◆ **Study text**

::::

On top of the big projects, there were dozens of weekends and evenings spent painting furniture, framing artwork, hanging curtains and performing the many other tiny tasks that culminate in having a happy house that feels like home. I didn’t get to a lot of the big projects, but I’m learning to cope with our revised timeline. As my older and wiser home-owning cohorts have told me, the list of home improvement projects never goes away, it just changes over time, and that’s part of the fun. So on our one year anniversary, I’m opting not to lament the projects we have not yet gotten to and instead will celebrate what we have accomplished. Plus, we still need things to keep us busy as we head in to year two.
I’ve heard the first step in overcoming an addiction is to admit you have a problem. I have issues with impulse buying throw pillows. (Before you judge me too hard, I will let it be known these are often Ross, TJ Max and Marshall’s pillows we are talking about. I’m not shelling out my entire pay check for the Anthropologie variety. Though, perhaps if I was, that would help me kick the habit.)
This is not a joke. I’m hanging at Target or World Market or Ikea, I see a cute throw pillow, I have to have it. It doesn’t matter if I have only $12 in the bank or if the potential pillow even remotely matches anything in the house. I sees it. I wants it. I buys it. Can you really blame me? Look at how cool bouquets of throw pillows look.

::::

◆ **Data items**
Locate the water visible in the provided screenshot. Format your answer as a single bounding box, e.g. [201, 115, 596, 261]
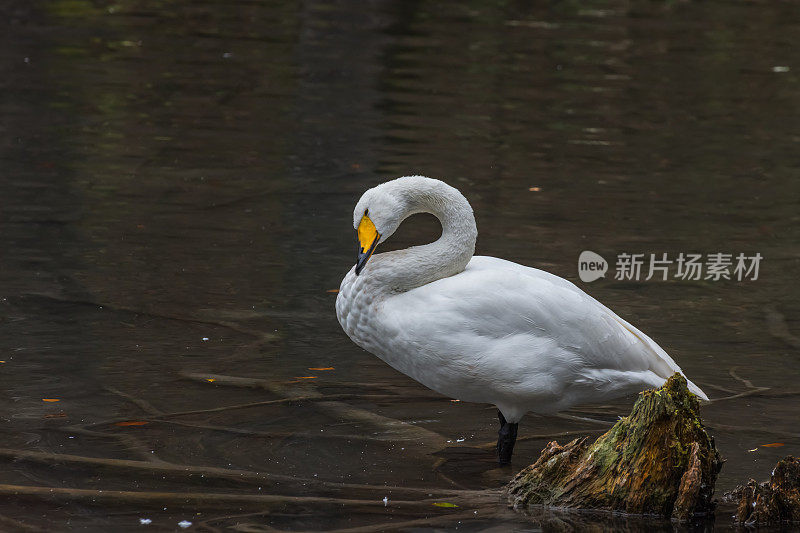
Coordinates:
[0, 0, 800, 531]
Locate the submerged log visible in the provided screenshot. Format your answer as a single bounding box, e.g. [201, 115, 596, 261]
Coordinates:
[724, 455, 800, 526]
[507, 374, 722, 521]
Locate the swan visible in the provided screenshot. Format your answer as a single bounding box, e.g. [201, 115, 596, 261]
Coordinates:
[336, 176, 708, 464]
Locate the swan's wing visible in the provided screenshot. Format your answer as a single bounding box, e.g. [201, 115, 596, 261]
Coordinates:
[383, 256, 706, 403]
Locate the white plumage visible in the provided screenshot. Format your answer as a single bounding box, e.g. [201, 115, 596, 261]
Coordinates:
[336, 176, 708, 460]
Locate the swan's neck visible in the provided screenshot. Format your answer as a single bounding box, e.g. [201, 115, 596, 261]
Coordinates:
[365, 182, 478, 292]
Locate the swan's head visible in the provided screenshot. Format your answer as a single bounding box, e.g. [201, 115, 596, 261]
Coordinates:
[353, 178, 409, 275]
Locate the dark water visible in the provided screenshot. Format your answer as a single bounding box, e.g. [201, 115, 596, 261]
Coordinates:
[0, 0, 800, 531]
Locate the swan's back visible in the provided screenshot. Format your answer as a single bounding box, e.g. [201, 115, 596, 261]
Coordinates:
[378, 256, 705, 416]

::::

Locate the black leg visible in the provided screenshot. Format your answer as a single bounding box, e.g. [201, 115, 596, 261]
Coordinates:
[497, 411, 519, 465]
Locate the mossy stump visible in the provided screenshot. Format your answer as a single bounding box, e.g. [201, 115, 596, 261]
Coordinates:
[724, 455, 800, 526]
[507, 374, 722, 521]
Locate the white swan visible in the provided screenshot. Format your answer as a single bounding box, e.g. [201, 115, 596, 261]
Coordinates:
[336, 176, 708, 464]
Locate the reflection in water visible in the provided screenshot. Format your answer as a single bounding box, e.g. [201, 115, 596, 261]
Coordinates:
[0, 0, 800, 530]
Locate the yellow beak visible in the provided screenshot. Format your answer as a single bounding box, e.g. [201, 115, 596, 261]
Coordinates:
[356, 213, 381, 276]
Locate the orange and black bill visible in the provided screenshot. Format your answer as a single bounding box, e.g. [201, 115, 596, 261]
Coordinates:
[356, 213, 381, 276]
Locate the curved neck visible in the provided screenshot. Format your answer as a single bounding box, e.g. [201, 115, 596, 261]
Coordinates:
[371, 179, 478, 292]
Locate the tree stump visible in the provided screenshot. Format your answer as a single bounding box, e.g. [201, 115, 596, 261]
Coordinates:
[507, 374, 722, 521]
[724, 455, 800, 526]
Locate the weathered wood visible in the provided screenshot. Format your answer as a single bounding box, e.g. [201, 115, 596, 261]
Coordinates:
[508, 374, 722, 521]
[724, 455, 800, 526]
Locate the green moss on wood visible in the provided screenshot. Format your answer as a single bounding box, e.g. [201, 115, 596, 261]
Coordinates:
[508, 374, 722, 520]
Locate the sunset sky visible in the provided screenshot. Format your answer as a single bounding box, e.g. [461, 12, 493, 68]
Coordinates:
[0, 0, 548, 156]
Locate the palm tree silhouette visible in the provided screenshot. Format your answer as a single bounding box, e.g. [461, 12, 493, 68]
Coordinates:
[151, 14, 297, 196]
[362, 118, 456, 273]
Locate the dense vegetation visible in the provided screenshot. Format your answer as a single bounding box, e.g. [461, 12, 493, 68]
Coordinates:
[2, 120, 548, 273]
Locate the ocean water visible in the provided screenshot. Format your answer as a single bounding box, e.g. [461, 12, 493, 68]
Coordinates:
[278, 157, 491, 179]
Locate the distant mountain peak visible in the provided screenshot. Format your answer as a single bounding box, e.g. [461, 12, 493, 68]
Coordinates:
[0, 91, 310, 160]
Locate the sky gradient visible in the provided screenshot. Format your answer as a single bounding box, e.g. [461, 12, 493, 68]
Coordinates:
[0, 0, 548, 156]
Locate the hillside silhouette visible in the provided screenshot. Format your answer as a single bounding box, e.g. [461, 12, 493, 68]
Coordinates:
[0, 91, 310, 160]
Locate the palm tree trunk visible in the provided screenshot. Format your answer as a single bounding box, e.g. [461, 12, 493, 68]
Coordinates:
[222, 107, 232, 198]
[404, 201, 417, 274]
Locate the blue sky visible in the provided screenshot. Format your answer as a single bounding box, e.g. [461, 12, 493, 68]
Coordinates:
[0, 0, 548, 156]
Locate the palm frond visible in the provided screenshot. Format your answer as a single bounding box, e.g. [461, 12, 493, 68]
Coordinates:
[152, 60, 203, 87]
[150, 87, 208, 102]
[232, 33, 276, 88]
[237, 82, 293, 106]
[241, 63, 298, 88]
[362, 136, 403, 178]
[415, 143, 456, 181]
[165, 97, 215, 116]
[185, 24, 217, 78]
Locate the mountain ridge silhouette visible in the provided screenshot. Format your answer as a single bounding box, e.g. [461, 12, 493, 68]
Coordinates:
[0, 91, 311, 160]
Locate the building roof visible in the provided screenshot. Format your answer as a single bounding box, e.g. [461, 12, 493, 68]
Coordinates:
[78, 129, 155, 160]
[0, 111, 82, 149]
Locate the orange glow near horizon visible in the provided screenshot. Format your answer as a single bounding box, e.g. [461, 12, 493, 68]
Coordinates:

::::

◆ **Work required**
Answer these questions from the text on home projects and throw pillows:
1. Which anniversary is the writer marking?
2. From which stores does the writer say the throw pillows often come?
3. What amount of money in the bank does the writer say would not stop a pillow purchase?
The records are not needed here.

◆ **Task response**
1. The one year anniversary.
2. Ross, TJ Max and Marshall's.
3. $12.